Vinaora Nivo Slider 3.x

Statistical Learning and Data Mining

CFU: 6

Prerequisites

Basic knowledge about mathematics and linear algebra, probability models. 

Preliminary Courses

None.

Learning Goals 

The course aims at providing students with the logic of statistics and the methodological skills of the Statistical Learning paradigm: Data Mining, Inference and Prediction, in the application domains of Engineering and Basic Sciences. Specifically, students are exposed to and trained about the fundamental methods for exploratory data analysis and statistical modeling for inference and prediction in classification and regression problems.

The learning pace is kept by practical exercises carried out by open-source programming languages, so that the acquisition of those methods and skills will be strengthened through the development of suitable case studies based on real world data.

• OBJECTIVES:
1) In two sentences, what does the Statistical Learning and Data Mining course description say?
2) Can you pick up the Statistical Learning and Data Mining course description after its last sentence and carry it on?
The items after the course description play no part in any of this.

• MATERIAL SHOWN:

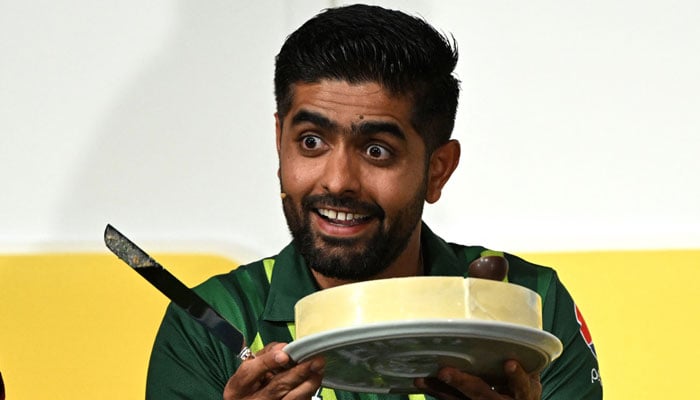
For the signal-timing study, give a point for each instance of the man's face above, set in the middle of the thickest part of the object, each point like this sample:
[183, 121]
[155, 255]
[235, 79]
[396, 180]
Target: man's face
[354, 172]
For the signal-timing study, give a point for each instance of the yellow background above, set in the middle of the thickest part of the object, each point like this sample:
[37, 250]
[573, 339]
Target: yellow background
[80, 326]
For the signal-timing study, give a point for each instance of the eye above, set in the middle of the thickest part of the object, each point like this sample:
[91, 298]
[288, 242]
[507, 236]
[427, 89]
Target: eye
[378, 152]
[311, 142]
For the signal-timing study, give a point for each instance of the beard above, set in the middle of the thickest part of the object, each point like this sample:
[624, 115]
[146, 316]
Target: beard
[353, 259]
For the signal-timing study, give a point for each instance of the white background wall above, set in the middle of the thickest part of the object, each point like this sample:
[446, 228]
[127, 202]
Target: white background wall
[579, 123]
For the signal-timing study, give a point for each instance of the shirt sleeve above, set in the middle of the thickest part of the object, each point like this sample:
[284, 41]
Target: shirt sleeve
[186, 361]
[575, 374]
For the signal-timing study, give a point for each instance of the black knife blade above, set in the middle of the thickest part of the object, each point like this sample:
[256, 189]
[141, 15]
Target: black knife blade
[175, 290]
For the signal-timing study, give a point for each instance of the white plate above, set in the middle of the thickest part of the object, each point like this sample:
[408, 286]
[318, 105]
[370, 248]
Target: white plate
[386, 357]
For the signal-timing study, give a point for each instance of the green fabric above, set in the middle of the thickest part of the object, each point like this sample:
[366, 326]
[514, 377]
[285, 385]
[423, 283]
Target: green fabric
[188, 363]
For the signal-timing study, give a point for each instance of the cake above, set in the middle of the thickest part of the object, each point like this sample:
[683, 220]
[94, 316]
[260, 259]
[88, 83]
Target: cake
[417, 298]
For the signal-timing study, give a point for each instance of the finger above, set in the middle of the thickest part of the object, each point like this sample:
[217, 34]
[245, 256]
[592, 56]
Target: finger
[301, 380]
[521, 384]
[261, 368]
[470, 385]
[438, 389]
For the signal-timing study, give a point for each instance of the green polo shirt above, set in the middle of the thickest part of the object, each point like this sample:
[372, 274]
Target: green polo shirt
[189, 363]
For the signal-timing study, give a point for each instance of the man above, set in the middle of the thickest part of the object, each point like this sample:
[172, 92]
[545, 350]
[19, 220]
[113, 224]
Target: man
[366, 101]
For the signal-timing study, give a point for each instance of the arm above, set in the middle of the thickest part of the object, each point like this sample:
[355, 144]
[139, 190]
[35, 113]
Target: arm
[188, 363]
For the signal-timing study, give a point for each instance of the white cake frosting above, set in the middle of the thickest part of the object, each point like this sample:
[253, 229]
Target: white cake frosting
[417, 298]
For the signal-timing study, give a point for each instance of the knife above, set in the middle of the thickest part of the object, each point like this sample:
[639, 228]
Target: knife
[176, 291]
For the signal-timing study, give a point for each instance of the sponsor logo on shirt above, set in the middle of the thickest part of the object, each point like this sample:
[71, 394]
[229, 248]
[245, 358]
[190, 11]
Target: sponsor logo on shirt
[585, 333]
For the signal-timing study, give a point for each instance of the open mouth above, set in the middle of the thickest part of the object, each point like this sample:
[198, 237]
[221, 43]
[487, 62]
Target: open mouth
[342, 217]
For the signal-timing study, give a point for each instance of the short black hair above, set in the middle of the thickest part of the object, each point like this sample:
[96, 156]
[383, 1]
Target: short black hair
[363, 43]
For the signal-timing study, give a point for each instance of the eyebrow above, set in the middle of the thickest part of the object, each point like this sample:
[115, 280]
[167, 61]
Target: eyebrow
[314, 118]
[372, 127]
[364, 128]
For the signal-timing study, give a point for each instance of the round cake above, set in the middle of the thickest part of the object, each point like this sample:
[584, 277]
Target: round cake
[417, 298]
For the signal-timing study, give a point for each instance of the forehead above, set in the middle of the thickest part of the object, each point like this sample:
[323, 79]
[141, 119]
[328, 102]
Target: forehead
[346, 102]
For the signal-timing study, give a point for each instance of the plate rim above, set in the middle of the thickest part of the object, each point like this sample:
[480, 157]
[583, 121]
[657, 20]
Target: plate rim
[537, 339]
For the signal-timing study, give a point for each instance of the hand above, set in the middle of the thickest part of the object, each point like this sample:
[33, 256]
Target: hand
[272, 375]
[452, 384]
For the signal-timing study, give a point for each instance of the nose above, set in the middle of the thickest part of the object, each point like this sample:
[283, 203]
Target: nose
[341, 173]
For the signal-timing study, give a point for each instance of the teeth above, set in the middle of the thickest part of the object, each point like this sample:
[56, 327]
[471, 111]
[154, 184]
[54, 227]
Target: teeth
[339, 215]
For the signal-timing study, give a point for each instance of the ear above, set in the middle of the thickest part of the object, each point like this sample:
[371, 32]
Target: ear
[443, 162]
[278, 140]
[278, 133]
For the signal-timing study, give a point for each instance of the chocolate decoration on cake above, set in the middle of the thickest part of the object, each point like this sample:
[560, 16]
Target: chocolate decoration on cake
[490, 267]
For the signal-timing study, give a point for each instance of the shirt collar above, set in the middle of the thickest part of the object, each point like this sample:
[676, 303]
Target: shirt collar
[292, 279]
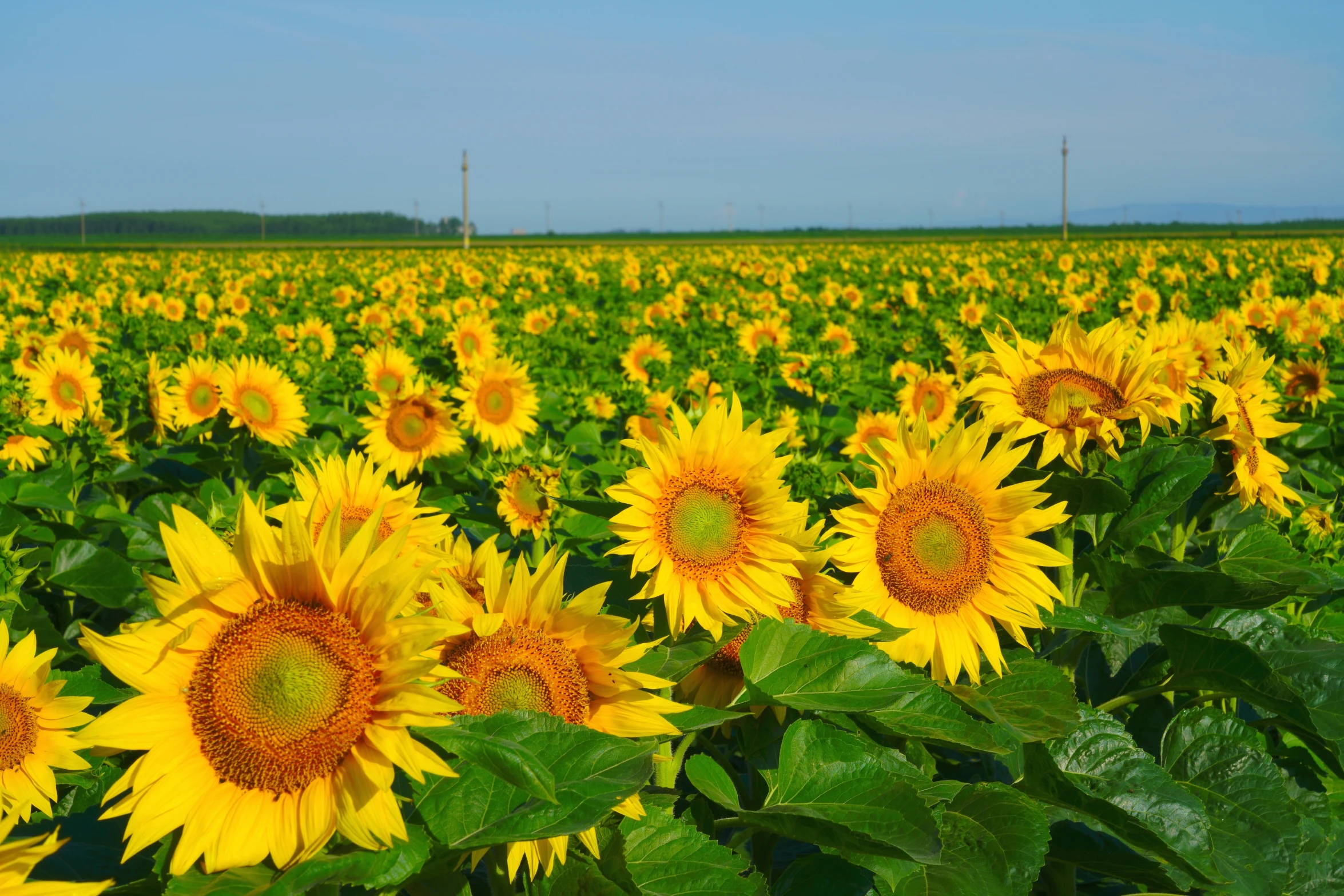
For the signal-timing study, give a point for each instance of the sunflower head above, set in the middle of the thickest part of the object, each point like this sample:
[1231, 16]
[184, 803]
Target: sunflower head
[387, 368]
[347, 493]
[527, 499]
[711, 519]
[276, 692]
[528, 649]
[932, 394]
[261, 398]
[65, 386]
[499, 402]
[939, 548]
[1076, 389]
[410, 428]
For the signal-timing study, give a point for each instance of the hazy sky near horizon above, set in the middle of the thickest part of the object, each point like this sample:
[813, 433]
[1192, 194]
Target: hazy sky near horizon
[605, 109]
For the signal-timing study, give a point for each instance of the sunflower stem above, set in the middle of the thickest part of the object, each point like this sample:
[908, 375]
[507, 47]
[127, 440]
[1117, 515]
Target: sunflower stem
[496, 870]
[1065, 544]
[1135, 696]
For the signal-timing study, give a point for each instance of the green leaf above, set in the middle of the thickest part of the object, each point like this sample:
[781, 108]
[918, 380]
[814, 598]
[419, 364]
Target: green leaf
[1261, 559]
[834, 790]
[593, 773]
[41, 496]
[1208, 660]
[1100, 771]
[1034, 702]
[822, 874]
[1168, 583]
[585, 436]
[503, 758]
[1080, 620]
[711, 781]
[932, 715]
[670, 858]
[1219, 759]
[236, 882]
[93, 572]
[886, 632]
[1314, 667]
[789, 664]
[1091, 495]
[604, 509]
[993, 844]
[1160, 477]
[1076, 844]
[698, 718]
[90, 682]
[356, 867]
[675, 662]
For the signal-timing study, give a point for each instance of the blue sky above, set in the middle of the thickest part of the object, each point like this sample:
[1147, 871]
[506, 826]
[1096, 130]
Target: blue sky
[607, 109]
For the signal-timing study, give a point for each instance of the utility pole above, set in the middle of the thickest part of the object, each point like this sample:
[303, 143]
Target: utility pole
[467, 218]
[1065, 214]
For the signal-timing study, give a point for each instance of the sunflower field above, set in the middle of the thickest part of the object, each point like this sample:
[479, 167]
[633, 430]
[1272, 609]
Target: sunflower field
[941, 568]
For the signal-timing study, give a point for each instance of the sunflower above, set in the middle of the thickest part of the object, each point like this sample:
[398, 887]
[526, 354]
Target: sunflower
[1287, 317]
[643, 349]
[536, 321]
[19, 858]
[1318, 520]
[35, 735]
[1077, 387]
[711, 520]
[1245, 401]
[387, 368]
[972, 313]
[458, 560]
[499, 402]
[769, 331]
[158, 401]
[1256, 313]
[527, 499]
[315, 336]
[819, 601]
[195, 395]
[600, 406]
[843, 339]
[410, 428]
[941, 550]
[869, 432]
[265, 401]
[23, 451]
[472, 340]
[65, 385]
[354, 488]
[528, 651]
[933, 394]
[1258, 477]
[1306, 385]
[1190, 352]
[275, 694]
[1143, 302]
[77, 337]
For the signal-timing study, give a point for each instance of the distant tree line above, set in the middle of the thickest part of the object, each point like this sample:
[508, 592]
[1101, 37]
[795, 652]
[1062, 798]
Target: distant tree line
[225, 224]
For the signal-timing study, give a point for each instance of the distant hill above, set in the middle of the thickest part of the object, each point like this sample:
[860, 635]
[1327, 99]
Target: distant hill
[221, 225]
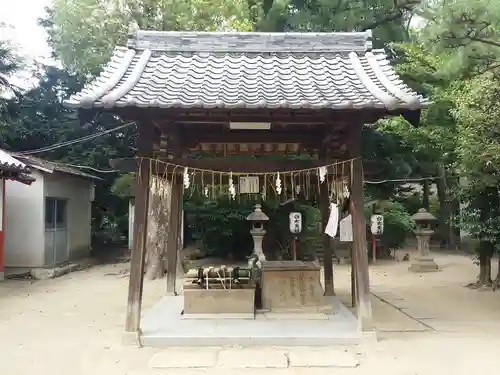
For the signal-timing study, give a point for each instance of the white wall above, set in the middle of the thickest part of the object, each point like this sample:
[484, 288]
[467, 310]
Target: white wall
[24, 223]
[79, 192]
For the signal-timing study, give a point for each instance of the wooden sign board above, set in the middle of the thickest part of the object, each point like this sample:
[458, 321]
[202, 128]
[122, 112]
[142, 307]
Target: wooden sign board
[249, 185]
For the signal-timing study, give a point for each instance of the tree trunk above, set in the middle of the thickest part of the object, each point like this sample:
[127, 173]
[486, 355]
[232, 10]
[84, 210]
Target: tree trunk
[484, 264]
[445, 210]
[159, 215]
[426, 194]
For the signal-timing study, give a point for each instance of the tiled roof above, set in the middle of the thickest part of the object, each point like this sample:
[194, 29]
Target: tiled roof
[248, 70]
[13, 169]
[51, 167]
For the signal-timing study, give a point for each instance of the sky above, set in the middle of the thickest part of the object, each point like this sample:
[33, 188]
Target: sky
[28, 37]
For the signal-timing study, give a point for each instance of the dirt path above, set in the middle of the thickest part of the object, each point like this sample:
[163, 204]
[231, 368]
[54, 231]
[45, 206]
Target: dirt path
[74, 324]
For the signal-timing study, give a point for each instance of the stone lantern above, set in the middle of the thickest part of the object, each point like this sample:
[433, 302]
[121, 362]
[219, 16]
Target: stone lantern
[423, 262]
[257, 219]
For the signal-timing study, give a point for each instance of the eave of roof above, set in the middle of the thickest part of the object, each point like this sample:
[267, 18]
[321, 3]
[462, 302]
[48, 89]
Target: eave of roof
[336, 71]
[51, 167]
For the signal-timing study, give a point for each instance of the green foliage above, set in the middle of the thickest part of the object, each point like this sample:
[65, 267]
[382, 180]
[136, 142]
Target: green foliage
[387, 18]
[83, 33]
[468, 31]
[398, 224]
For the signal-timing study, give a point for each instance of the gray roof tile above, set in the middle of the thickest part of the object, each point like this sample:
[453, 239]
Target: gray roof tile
[248, 70]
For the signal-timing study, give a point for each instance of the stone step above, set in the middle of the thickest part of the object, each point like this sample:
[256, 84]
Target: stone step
[255, 357]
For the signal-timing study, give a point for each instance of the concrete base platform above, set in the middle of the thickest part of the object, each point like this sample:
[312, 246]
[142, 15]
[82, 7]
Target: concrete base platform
[164, 326]
[421, 264]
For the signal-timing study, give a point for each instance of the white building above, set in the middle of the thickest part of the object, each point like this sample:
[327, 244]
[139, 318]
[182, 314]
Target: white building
[49, 221]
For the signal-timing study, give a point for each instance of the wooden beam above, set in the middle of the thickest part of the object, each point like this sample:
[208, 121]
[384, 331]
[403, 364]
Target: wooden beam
[219, 165]
[173, 234]
[251, 136]
[279, 115]
[360, 252]
[137, 262]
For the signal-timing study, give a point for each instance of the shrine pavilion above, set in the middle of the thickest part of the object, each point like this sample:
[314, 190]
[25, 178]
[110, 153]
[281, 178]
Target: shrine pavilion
[247, 94]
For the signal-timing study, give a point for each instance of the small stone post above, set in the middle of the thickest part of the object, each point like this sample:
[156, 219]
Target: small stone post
[423, 262]
[257, 218]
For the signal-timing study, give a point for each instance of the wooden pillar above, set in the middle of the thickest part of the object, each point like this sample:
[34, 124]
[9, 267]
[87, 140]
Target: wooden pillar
[138, 256]
[324, 203]
[353, 277]
[360, 252]
[175, 144]
[174, 227]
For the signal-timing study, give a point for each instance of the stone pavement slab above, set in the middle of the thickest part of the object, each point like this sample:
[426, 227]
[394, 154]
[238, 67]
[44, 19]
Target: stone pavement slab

• ANSWERS PER TASK:
1) Statistical Learning and Data Mining is a 6-CFU course with no preliminary courses, and it expects basic knowledge of mathematics, linear algebra and probability models. It aims to teach the logic of statistics and the methods of the Statistical Learning paradigm (Data Mining, Inference and Prediction) for Engineering and Basic Sciences, with practical exercises in open-source programming languages and case studies based on real-world data.

2)
Expected Learning Outcomes 

Knowledge and understanding

The course provides students with the statistical methodology for learning from data, how to transform the real problem questions into statistical challenges, how to explore data and extract important patterns, how to build up models for decision-making and prediction, how to validate the results, how to interpret and communicate the outcomes of the statistical data analysis. 

The student needs to show that he/she learned how to choose the suitable approach and method, implement the algorithm and its requirements to address real problem questions using statistical methodology.  

Applying knowledge and understanding

The student needs also to show the knowledge of the main phases of statistical data analysis in a case study project using real world data sets or planning a simulation study. The student shows his/her ability in the learning process presenting the quantitative storytelling with the results and providing the correct interpretations of the outcomes.

Course Content - Syllabus 

- Introduction to Statistics, Technè-Logia, Analysis of Data (0.50 CFU*)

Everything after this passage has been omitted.